## Data for this exercise
'''
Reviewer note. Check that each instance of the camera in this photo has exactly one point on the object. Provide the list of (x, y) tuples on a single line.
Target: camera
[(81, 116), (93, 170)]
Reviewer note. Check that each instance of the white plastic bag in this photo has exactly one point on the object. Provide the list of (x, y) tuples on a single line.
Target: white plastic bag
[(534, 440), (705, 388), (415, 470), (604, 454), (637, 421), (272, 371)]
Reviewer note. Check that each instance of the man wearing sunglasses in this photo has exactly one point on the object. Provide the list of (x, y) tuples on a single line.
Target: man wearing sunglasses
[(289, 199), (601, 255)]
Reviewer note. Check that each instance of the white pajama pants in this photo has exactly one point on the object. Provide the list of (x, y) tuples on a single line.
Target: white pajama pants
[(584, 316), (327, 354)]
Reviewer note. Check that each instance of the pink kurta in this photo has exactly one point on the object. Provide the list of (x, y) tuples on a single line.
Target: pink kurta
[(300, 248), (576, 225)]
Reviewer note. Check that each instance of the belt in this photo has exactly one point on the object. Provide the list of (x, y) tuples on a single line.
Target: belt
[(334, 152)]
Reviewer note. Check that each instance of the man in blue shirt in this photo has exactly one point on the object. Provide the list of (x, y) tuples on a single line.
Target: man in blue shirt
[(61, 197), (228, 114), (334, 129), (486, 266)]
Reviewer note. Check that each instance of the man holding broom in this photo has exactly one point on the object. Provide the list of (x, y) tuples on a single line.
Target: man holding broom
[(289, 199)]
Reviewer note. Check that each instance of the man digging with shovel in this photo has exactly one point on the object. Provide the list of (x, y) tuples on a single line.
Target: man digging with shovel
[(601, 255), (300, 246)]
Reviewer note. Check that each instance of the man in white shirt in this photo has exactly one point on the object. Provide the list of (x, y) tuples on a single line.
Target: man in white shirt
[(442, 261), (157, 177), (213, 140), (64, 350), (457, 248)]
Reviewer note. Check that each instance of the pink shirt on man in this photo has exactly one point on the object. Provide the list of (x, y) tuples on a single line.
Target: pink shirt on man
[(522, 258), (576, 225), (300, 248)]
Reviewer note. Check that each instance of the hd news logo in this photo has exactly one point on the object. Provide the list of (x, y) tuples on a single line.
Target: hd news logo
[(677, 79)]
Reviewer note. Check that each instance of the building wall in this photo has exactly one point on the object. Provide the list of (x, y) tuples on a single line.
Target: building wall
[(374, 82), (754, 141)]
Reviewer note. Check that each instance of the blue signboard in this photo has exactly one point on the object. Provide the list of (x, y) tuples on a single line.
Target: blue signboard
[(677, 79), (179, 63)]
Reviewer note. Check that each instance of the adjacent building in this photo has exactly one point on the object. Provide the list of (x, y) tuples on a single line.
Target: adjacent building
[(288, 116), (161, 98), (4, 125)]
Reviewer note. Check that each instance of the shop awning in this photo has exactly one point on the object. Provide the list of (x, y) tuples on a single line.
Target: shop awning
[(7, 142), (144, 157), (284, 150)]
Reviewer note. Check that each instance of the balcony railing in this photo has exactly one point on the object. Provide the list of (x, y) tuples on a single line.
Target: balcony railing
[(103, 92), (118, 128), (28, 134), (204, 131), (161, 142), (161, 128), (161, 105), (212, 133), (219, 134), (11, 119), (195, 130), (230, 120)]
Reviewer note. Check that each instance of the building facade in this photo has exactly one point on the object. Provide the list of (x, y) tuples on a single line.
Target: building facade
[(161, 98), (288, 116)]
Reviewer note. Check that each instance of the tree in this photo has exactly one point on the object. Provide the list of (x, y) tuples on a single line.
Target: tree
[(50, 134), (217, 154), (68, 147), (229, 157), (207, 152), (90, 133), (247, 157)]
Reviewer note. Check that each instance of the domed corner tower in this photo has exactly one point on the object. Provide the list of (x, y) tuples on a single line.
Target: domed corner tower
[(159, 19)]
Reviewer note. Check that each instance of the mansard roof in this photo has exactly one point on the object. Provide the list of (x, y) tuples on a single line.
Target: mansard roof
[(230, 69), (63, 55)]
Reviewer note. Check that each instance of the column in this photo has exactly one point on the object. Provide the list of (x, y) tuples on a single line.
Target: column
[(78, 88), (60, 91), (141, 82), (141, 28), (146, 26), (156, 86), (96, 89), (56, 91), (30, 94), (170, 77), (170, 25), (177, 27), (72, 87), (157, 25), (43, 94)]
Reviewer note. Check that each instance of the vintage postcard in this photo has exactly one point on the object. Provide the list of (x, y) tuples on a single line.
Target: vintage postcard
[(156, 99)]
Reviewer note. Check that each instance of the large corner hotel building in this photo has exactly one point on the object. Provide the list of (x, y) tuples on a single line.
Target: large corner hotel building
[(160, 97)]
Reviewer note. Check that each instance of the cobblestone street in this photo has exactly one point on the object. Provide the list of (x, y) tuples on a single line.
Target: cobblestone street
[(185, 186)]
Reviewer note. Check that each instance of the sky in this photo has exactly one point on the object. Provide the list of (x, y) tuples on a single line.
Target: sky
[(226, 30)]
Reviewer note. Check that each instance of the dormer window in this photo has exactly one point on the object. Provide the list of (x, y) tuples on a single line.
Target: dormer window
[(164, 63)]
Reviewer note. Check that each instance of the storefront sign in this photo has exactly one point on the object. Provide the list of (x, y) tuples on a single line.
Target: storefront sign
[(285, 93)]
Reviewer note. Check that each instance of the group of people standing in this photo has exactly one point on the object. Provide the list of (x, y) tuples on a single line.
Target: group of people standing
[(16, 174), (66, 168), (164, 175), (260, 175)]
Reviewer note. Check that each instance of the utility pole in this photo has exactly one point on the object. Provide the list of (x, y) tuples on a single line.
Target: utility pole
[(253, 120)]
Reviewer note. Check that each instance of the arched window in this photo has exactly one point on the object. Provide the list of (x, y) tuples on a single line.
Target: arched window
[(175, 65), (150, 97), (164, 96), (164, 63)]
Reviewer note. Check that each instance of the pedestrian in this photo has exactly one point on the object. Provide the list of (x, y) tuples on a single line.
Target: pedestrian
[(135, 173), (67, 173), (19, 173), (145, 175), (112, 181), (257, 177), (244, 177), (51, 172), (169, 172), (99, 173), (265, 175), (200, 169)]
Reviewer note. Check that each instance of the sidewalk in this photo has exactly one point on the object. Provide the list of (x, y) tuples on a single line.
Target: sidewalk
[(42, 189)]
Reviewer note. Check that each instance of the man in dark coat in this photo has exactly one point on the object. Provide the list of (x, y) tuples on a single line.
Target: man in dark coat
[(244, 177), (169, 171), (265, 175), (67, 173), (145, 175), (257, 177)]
'''
## Given request
Please revise all the rows above, replacing "Reviewer note" with "Annotator note" and leaving everything else unchanged.

## Finished exercise
Annotator note. Check that each instance of the camera in this photo has exactly one point on the object. Provide the list of (x, y) tuples on a single line.
Target: camera
[(81, 116), (93, 170)]
Annotator note. Check that each instance of the white plastic bag in this photo has exactly one point on the object. Provide the list of (x, y) tuples on a single line.
Target: white plastic bag
[(534, 440), (705, 388), (415, 470), (604, 454), (637, 421), (272, 371)]
Annotator note. Check that each instance of the man wearing sunglasses in this photo has exactly one point on the object. Provide the list of (x, y) tuples on a single line.
Target: man wearing sunglasses
[(289, 199), (601, 255)]
Annotator note. Check that each instance of the white pajama pants in this photo has exactly one point on the object. Provide the list of (x, y) tuples on a single line.
Target: white pajama pants
[(584, 316), (327, 354)]
Annotator note. Check that each instance of the pink kurta in this photo has exactly one point on the object. Provide the list of (x, y) tuples on a single line.
Target: pink kurta
[(300, 248), (576, 225)]
Annotator note. Check that each instance of the belt in this photo has exactly one point on the object. Provide the list of (x, y) tuples on a single line.
Target: belt
[(334, 152)]
Annotator note. Check that each instance of the man in blue shirt in this photo has exactly one point on the object. Provide the list of (x, y) tuples on a single line.
Target: man in blue shirt
[(61, 197), (228, 114), (334, 129), (486, 266)]
Annotator note. Check that each instance of the man holding broom in this photo has exactly one point on the object. Provide the list of (x, y) tuples on a single line.
Target: man holding broom
[(289, 199)]
Annotator note. Check that each instance of the man digging with shovel in this photo has exactly one point on the object. Provide the list of (x, y) tuples on a single line.
Target: man digging with shovel
[(601, 255), (300, 246)]
Annotator note. Check that each instance of the man in white shirt in this photo has exactly one point on the object. Provide the list of (x, y) tuples on a single line.
Target: man in white shirt
[(442, 261), (157, 177), (213, 140), (64, 350), (457, 248)]
Annotator note. Check that each instance of the pink shirt on man in this photo has exactly one point on the object. Provide the list of (x, y) tuples on a single line.
Target: pink shirt on man
[(522, 258), (576, 225), (300, 248)]
Annotator note. Check that each instance of the hd news logo in this photo has exactly one point on the object. Provide the list of (x, y) tuples on a single line.
Target: hd news logo
[(677, 79)]
Annotator note. Check that each instance of the building wall in this photo has exactly one point on the object. Provide the list of (x, y) tuples on a single line.
Target: building wall
[(374, 82), (754, 141)]
Annotator note. Check that each instance of the blue signboard in this photo has exactly one point on the object. Provide the list of (x, y) tuples on a single line.
Target: blue signboard
[(677, 79), (179, 63)]
Annotator note. Check that each instance of the adjacent building in this photo has exactly one point on the object. Provide the list of (x, y) tuples on a single line.
Target: adjacent building
[(288, 116), (161, 98), (4, 125)]
Annotator note. Check that each instance of the shop awning in this photo has exactly one point on the object. Provide the list of (x, y) tuples on a single line.
Target: shop awning
[(7, 142), (144, 157), (284, 150)]
Annotator note. Check that each instance of the balcony railing in this photo has exactly one point on the object. Provide the list of (x, y) tuples on a single line.
Target: balcony railing
[(103, 92), (118, 128), (28, 134), (204, 131), (161, 142), (161, 128), (161, 105), (212, 133), (219, 134), (11, 119), (195, 130), (230, 120)]
Annotator note. Check that each instance of the building facade in this photo has exactly one point on the object. Provide the list of (x, y) tuples on a single line.
Target: building facade
[(161, 98), (288, 116)]
Annotator note. Check that each instance of the tree in this photo has exactly one point on the object. Provide the list of (x, y) tuples on a single line.
Target: tree
[(50, 134), (217, 154), (68, 147), (229, 157), (207, 152), (90, 133), (247, 157)]
Annotator note. Check that each instance of the domed corner tower in this photo has exactly one point on the object. Provide the list of (x, y) tuples on a single line.
Target: domed corner tower
[(159, 19)]
Annotator note. Check that each instance of the mansard roof in this photo has exactly one point on the object. Provide the list of (x, y) tuples on a single line.
Target: mansard roof
[(230, 69), (63, 55)]
Annotator note. Check that each instance of the column in this photo has exactly one point on the object. Provide the list of (x, y) tuples on a single line.
Target: column
[(78, 88), (60, 91), (141, 82), (141, 28), (146, 26), (156, 86), (96, 89), (56, 91), (30, 94), (170, 77), (170, 25), (177, 27), (72, 87), (157, 25), (43, 94)]
Annotator note. Check that each instance of the vintage postcard in this photo has exactly one point on the object. Provide the list of (x, y) tuples on a single line.
Target: vintage postcard
[(156, 99)]
Annotator note. Check that each instance of the large corner hotel building in this photo has exactly one point on the object. Provide the list of (x, y) tuples on a single line.
Target: large corner hotel building
[(160, 97)]
Annotator note. Check that each instance of the cobblestone street in this photo has exactly one point on the object. Provide the list of (x, y) tuples on a single line.
Target: cobblestone street
[(185, 186)]
Annotator note. Check that each instance of the sky in this photo has exactly one point on the object. Provide the list of (x, y) tuples on a single line.
Target: sky
[(226, 30)]
Annotator note. Check that each instance of the dormer window in this photo has exactly one point on the object. Provide the list of (x, y) tuples on a single line.
Target: dormer window
[(164, 63)]
Annotator note. Check that each instance of the storefront sign in this photo has exactly one point on the object. Provide the list of (x, y) tuples on a single line.
Target: storefront sign
[(285, 93)]
Annotator note. Check that each instance of the group of people standing in this photo has exactly one point on the object. Provide the list of (x, y) tuples on a single line.
Target: group of people standing
[(16, 174), (66, 168), (164, 175), (260, 175)]
Annotator note. Check that each instance of the utility pole in this photo has exactly one point on the object. Provide the list of (x, y) tuples on a single line.
Target: utility pole
[(253, 120)]
Annotator note. Check that each instance of the arched window in this photo has exactly one point on the object. Provide the list of (x, y) tuples on a single line.
Target: arched window
[(175, 65), (150, 97), (164, 96), (164, 63)]
Annotator note. Check that each instance of the pedestrian in this photo has exactly one point on the object. Provide the list of (x, y) tuples on a single line.
Target: pedestrian
[(135, 173), (67, 173), (19, 173), (145, 175), (112, 181), (257, 177), (244, 177), (51, 172), (169, 172), (99, 173), (265, 175), (200, 169)]
Annotator note. Check that each instance of the sidewalk in this photo has exactly one point on the object. Provide the list of (x, y) tuples on a single line.
Target: sidewalk
[(42, 189)]
Annotator note. Check that each instance of the man in dark coat in this photo has exactly one point on the object. Provide the list of (x, y) tuples on a single line.
Target: man in dark coat
[(244, 177), (169, 171), (265, 175), (67, 173), (145, 175), (257, 177)]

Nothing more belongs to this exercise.